(Beginning of Text block)

Saturday, April 16, 2016

8 Months and Breakfast for Mimi

It was eight months ago today that Mark died.

Looking back on the last month, I can see that for me, something shifted and I'm feeling more at peace than I have in a long time.  After a long winter spent in a fog of grief, with too much time inside my head, I feel a bit like a flower trying to push through the soil in spring.  I can feel the warmth growing and am looking forward to facing whatever might be coming my way.

I feel stronger and happier than I have in a long time.  I'm starting to realize how much Mark's illness, and not just his death, affected me.  Going back 4 years to when he was first diagnosed with colon cancer, I started to live my life in fear.  I was desperately afraid that he was going to die.  Every time he would have surgery, I was terrified that he wouldn't make it through.  Funny thing is, he was never afraid of the surgery (one of the benefits of getting to sleep through it we would joke), he dreaded the treatments and I know his own personal idea of hell was a long lingering, painful illness. I continue to be grateful that he didn't have to endure something like that.

Over the past couple of days, I had the chance to spend time with some of my wonderful friends, people I haven't seen a lot of recently.  It was nice for me to be able to laugh with them, cry a little at times, and just feel reconnected to the world outside of my own four walls.

In addition to it being 8 months since Mark died, today is also Mimi's birthday.  Before there was a Mark and Peggy, there was Mark and Mimi.  As difficult as it was for Mark, I will be forever grateful to Mimi for leaving him. If they had remained happily married, I would have never had the opportunity to meet him.  For many years, Mark and Mimi "slung hash" side by side at "Mimi's."  She passed away suddenly in July 2010.  It was a total shock to learn of her passing.  She was only 54.  Today, Mimi would have been 60 and I know that for the people who loved her, in particular her life-long bestie Elaine, it's a difficult day to get through.  On April 16, 2011, in honour of Mimi's birthday, Mark cooked up "breakfast for Mimi"

I don't know if  you could even count how many breakfasts Mimi and Mark cooked over the years but I know that anyone who was ever fed by them walked away from the table very happy and satisfied.  As much as Mark was a culinary adventurer, he was never happier than when he found a really good version of bacon, eggs, toast and coffee.

(End of Text block)
(Beginning of Source material)

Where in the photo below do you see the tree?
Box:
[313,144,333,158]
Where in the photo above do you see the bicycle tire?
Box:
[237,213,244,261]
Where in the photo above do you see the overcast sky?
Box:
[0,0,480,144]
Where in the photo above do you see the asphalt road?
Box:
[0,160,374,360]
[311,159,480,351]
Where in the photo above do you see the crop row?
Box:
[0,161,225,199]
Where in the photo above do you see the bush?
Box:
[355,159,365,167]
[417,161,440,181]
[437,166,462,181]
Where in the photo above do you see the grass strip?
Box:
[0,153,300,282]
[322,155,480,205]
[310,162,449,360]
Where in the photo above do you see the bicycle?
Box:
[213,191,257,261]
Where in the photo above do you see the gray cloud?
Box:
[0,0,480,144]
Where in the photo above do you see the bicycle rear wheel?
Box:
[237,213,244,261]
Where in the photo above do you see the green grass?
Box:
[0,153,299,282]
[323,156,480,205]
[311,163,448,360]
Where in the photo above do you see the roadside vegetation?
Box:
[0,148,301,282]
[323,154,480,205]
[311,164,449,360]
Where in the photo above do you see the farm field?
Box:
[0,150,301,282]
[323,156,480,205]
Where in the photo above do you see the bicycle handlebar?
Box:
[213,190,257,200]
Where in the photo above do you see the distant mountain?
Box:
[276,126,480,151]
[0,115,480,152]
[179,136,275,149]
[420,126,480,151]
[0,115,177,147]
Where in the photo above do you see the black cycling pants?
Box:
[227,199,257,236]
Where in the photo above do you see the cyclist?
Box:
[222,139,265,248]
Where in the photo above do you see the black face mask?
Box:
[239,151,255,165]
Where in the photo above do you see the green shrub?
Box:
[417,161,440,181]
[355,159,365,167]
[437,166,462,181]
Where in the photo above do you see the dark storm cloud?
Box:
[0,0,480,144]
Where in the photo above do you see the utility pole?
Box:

(End of Source material)

*Problem 1*
Answer these questions using the post about Mark's death:
(a) How many years ago was Mark first diagnosed with colon cancer?
(b) In what month and year did Mimi pass away?
(c) How old would Mimi have been today?
*Problem 2*
Please quote the passage of the post about Mark's death that begins at the words "I feel stronger" and stops after the words "something like that.".

*Exercise answer 1*
(a) 4 years
(b) July 2010
(c) 60

*Exercise answer 2*
I feel stronger and happier than I have in a long time.  I'm starting to realize how much Mark's illness, and not just his death, affected me.  Going back 4 years to when he was first diagnosed with colon cancer, I started to live my life in fear.  I was desperately afraid that he was going to die.  Every time he would have surgery, I was terrified that he wouldn't make it through.  Funny thing is, he was never afraid of the surgery (one of the benefits of getting to sleep through it we would joke), he dreaded the treatments and I know his own personal idea of hell was a long lingering, painful illness. I continue to be grateful that he didn't have to endure something like that.